Records from a data collection
━━━━━━

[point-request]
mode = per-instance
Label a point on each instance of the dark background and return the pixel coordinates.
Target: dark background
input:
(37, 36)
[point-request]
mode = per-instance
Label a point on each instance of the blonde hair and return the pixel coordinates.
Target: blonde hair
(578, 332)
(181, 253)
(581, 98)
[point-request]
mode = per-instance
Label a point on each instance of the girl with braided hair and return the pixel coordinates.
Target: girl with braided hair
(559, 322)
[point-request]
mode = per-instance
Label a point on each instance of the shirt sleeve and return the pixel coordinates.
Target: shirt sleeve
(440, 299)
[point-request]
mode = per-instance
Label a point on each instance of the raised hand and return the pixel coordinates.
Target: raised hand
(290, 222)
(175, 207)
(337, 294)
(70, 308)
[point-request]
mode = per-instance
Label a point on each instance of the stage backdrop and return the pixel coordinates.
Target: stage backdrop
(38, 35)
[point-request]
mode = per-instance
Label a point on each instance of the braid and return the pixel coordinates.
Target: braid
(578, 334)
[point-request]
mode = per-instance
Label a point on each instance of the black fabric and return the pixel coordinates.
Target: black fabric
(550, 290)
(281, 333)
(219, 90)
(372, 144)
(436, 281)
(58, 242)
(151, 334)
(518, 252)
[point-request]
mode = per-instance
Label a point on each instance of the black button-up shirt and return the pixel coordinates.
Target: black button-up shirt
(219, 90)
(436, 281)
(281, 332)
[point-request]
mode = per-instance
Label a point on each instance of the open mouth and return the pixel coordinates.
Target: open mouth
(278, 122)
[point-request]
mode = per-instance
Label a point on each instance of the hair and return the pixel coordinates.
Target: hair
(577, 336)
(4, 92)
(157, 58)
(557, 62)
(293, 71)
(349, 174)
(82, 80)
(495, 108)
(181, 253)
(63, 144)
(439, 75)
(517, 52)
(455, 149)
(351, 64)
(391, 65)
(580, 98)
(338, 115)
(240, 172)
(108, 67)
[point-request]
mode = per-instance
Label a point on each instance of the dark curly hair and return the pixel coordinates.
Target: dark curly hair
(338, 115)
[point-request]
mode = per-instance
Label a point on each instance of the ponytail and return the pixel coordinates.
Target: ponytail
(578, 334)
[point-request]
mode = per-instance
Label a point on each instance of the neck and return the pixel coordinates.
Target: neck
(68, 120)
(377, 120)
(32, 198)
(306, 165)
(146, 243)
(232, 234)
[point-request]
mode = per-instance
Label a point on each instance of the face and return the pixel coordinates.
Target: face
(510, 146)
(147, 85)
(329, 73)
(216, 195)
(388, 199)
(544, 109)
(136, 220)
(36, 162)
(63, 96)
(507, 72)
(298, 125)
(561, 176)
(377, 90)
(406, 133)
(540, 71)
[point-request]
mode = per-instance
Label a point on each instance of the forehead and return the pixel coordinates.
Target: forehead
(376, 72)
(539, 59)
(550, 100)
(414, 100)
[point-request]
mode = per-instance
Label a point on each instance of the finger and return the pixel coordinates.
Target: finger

━━━━━━

> Task item: Starting at the line that contains "Target: black fabric", return every line through the last one above, exactly as written.

> Exercise response:
Target: black fabric
(550, 290)
(281, 333)
(219, 90)
(372, 144)
(436, 281)
(58, 242)
(151, 334)
(518, 252)
[point-request]
mode = per-instance
Label a point on each instance of the black button-up shirt and return the pixel coordinates.
Target: black button-up shirt
(219, 90)
(436, 281)
(281, 332)
[point-request]
mode = per-instance
Label a point on each instance of the open mouth and return the pixel coordinates.
Target: open mouth
(278, 122)
[point-request]
mode = per-instance
Label a point on each instance of the hair and return the pixel coordinates.
Target: hair
(577, 336)
(4, 92)
(157, 58)
(557, 62)
(293, 71)
(349, 174)
(82, 80)
(495, 108)
(181, 253)
(63, 144)
(439, 75)
(517, 52)
(455, 149)
(351, 64)
(391, 65)
(580, 98)
(338, 115)
(240, 172)
(108, 67)
[point-request]
mode = per-instance
Label a point on each instance of the dark curly hair and return the pixel coordinates.
Target: dark curly hair
(338, 115)
[point-request]
mode = per-instance
Label a point on each instance of the ponytail and return the pixel coordinates.
Target: ponytail
(578, 334)
[point-request]
mode = per-instance
Label a point on each instance of the neck and return the pixel coordinates.
Target: neck
(68, 120)
(377, 120)
(32, 198)
(306, 165)
(146, 243)
(232, 234)
[point-request]
mode = per-instance
Label a point on each instance of the face and return the pixel coordinates.
Target: face
(510, 146)
(147, 85)
(329, 73)
(216, 195)
(388, 199)
(544, 109)
(136, 220)
(36, 162)
(63, 96)
(507, 72)
(298, 125)
(561, 176)
(377, 90)
(406, 133)
(540, 71)
[point-request]
mode = per-instance
Label a point on each instance of the forehead and return the pixel coordinates.
Target: forehead
(376, 72)
(539, 59)
(550, 100)
(414, 100)
[point-request]
mode = per-instance
Label a point on each instance of the finger and return the pixel coordinates.
Target: finger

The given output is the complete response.